— start of Provided records —

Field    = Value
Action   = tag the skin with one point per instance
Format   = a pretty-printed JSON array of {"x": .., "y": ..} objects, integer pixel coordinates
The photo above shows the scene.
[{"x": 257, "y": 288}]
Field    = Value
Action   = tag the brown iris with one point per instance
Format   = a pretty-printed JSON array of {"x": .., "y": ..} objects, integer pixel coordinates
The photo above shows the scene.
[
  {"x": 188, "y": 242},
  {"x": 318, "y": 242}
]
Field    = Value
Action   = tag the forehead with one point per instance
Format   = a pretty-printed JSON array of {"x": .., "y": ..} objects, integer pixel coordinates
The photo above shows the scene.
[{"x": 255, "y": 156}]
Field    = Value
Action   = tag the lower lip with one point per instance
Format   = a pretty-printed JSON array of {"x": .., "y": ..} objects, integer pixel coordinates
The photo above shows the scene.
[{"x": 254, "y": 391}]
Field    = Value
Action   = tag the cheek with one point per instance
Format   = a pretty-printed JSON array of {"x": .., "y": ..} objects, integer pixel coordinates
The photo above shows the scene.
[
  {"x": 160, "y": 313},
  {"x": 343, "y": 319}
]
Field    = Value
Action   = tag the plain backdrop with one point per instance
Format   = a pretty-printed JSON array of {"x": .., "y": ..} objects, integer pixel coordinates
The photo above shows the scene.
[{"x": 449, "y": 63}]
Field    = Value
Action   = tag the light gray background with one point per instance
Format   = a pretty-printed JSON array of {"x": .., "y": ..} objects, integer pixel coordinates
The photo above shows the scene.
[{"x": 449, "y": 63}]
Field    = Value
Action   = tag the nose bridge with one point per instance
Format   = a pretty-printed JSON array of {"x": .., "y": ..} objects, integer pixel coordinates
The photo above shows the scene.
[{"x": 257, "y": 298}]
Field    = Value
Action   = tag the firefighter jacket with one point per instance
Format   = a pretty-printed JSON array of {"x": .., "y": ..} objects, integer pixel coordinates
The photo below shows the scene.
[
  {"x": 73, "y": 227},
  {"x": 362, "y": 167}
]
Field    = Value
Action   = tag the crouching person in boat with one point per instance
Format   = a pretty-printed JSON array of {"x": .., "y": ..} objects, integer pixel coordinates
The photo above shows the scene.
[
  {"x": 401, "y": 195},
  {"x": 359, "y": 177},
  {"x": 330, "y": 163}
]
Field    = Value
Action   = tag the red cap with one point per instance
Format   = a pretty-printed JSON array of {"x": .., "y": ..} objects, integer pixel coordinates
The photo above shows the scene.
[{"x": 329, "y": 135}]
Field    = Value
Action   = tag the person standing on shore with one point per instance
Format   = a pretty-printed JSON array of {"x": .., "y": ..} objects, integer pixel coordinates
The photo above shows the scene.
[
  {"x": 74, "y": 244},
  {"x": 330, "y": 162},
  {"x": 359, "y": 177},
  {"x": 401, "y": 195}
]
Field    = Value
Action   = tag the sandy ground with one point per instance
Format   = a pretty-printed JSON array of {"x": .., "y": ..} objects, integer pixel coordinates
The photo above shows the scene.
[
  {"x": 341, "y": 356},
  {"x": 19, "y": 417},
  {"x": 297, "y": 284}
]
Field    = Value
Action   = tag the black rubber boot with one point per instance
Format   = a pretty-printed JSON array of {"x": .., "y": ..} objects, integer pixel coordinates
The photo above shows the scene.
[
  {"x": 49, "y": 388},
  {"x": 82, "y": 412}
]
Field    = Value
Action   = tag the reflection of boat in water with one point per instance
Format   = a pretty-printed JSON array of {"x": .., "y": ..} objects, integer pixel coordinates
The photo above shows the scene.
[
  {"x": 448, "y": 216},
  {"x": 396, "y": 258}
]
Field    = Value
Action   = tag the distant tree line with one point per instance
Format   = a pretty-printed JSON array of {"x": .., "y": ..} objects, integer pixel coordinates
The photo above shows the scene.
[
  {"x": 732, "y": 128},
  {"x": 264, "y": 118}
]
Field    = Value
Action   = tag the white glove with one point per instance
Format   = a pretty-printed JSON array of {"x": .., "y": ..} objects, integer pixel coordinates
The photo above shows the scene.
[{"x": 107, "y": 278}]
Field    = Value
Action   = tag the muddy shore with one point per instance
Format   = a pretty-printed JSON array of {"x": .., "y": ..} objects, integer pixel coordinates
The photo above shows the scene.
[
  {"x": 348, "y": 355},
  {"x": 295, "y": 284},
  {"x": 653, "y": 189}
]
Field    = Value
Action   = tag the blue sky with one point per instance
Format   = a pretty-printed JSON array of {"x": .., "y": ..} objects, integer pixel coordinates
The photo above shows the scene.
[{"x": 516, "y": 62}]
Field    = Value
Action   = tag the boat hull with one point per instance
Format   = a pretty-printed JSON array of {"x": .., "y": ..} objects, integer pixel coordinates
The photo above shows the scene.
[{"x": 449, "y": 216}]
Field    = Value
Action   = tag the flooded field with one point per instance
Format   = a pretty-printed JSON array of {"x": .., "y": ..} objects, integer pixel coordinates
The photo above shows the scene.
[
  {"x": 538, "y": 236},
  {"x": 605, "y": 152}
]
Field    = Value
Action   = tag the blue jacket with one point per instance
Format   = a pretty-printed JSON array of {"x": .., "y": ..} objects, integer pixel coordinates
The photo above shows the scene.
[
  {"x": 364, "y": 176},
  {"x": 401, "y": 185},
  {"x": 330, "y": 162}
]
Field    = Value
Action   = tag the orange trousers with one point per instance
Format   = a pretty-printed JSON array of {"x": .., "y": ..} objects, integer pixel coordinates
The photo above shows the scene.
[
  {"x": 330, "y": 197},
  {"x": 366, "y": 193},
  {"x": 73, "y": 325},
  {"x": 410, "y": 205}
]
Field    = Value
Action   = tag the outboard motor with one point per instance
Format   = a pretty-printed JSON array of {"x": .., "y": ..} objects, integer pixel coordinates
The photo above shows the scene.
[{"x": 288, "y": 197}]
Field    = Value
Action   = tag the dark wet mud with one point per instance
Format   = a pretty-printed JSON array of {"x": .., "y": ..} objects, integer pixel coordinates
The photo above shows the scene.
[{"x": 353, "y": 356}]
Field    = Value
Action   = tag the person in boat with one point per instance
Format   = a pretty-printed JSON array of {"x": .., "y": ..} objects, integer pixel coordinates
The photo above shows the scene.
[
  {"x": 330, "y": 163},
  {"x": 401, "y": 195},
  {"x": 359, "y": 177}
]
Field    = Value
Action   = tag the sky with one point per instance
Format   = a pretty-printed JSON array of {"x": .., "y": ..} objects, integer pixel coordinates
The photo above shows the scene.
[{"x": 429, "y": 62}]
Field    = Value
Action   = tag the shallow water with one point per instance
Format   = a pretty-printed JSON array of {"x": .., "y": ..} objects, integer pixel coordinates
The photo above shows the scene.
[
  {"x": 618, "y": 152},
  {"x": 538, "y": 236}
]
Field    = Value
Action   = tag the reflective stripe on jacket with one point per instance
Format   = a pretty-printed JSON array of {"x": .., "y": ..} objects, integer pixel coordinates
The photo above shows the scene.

— end of Provided records —

### Exercise goal
State how many lines of the data above contain the word "person". Reply with the number alone.

### Correct result
3